:: WHAT IS ASKED ::
Starting at the first line of the listing and ending with the line that contains "x=168, y=11", turn those lines into a numbered list, omitting any blank lines.

:: SUPPLIED RECORDS ::
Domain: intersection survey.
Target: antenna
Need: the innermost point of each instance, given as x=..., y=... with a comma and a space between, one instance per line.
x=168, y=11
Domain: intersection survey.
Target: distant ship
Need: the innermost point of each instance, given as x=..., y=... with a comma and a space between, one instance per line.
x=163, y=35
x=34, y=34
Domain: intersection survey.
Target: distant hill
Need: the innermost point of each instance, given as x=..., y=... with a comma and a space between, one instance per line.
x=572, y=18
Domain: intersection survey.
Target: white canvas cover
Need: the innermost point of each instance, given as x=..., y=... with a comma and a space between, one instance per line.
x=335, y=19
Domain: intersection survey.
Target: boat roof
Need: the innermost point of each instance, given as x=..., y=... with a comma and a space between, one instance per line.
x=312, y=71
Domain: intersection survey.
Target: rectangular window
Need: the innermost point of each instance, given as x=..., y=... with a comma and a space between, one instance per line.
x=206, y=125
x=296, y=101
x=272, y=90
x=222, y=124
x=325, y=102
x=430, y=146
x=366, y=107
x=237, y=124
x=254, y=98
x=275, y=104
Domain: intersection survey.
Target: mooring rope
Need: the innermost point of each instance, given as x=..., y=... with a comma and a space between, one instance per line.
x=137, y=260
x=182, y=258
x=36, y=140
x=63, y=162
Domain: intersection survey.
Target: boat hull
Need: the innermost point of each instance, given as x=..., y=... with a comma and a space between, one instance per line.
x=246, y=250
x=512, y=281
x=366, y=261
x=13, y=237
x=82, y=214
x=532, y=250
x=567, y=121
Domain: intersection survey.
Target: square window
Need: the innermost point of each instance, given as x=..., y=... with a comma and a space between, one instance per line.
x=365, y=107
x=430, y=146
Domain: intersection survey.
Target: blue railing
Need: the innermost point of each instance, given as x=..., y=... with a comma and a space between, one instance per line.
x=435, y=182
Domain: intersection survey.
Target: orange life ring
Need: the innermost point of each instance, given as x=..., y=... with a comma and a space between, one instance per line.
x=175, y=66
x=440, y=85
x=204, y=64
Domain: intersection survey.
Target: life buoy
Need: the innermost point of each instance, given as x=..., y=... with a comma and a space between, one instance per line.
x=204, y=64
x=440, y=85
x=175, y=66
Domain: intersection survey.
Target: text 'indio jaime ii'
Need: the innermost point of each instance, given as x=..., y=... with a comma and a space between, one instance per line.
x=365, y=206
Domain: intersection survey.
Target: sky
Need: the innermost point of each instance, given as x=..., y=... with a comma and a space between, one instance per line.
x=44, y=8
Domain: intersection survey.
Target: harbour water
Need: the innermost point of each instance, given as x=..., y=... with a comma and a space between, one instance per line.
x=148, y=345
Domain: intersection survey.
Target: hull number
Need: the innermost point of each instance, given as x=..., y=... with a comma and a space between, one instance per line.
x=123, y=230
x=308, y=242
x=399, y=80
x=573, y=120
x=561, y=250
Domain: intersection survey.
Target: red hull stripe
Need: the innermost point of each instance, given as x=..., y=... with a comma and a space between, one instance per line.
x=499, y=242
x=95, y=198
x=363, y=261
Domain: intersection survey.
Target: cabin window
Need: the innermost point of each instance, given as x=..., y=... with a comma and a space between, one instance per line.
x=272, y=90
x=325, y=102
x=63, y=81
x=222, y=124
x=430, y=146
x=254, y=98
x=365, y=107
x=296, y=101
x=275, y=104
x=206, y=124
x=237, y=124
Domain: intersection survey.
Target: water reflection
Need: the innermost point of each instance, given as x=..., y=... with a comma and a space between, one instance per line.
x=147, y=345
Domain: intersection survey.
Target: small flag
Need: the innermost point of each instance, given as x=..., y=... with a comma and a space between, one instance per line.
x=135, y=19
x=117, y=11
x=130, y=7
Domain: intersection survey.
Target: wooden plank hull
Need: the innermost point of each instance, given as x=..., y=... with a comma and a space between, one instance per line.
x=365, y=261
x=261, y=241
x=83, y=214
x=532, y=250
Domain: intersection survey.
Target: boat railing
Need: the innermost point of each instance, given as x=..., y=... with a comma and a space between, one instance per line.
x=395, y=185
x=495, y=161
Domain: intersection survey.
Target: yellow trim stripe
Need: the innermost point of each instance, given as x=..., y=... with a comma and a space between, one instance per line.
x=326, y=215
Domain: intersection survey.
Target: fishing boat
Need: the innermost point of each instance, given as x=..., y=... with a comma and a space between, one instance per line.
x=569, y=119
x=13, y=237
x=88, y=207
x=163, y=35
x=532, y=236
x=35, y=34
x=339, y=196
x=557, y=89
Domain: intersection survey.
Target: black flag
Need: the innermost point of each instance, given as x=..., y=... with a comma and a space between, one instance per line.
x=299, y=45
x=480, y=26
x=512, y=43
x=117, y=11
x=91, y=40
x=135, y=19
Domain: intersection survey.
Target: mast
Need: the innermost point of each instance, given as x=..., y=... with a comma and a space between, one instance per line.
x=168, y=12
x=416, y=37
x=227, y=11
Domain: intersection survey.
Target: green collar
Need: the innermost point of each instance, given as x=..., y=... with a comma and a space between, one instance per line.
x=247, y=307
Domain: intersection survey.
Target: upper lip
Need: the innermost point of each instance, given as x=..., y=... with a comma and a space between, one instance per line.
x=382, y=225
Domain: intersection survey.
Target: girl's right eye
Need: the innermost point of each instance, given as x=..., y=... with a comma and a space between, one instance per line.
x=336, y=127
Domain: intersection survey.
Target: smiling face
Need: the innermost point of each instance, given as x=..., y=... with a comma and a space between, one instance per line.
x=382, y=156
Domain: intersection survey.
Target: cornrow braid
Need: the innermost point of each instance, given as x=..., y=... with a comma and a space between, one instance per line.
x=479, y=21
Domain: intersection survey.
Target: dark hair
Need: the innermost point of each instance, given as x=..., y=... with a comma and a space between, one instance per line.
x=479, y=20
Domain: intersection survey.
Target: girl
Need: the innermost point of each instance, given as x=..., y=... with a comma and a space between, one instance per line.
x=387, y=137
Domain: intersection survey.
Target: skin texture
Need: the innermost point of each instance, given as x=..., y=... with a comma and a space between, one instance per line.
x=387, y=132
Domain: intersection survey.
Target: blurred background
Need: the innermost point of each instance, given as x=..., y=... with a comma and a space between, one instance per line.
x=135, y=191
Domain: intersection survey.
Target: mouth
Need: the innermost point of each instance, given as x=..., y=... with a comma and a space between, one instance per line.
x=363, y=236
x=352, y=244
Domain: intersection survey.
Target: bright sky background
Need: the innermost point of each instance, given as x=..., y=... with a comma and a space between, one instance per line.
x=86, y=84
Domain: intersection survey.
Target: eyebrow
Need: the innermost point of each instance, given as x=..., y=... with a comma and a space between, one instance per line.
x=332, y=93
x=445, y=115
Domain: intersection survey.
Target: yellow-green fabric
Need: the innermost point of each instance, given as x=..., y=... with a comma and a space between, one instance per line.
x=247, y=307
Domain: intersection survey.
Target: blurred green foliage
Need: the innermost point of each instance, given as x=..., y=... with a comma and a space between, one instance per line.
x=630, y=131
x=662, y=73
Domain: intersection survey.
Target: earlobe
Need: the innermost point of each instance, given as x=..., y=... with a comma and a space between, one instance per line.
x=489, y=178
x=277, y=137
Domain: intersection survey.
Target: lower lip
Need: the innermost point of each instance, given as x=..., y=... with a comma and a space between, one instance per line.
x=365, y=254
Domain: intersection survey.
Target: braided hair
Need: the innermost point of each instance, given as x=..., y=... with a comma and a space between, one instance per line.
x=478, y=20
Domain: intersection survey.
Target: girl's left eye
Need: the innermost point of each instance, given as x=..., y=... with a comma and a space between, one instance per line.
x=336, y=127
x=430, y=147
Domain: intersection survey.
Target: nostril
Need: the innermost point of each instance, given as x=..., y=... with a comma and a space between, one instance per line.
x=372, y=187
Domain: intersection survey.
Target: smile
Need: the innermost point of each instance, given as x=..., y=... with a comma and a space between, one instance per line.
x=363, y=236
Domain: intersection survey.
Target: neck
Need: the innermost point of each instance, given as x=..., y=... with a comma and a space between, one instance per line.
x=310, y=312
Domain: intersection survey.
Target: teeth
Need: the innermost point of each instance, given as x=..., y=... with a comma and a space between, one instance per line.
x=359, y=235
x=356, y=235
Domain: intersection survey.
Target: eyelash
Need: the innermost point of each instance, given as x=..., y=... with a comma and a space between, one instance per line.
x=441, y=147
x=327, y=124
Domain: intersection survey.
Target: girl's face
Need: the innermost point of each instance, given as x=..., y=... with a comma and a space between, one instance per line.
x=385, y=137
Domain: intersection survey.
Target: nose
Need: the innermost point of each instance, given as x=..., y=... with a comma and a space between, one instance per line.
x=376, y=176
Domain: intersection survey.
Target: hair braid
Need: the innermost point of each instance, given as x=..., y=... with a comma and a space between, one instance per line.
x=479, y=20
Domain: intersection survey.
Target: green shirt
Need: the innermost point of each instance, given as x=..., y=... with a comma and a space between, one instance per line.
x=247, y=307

:: THE REPLY ::
1. Domain: intersection survey.
2. Target: antenna
3. Need: the innermost point of each instance, given as x=..., y=... with a comma and a space between, one instance per line.
4. x=168, y=11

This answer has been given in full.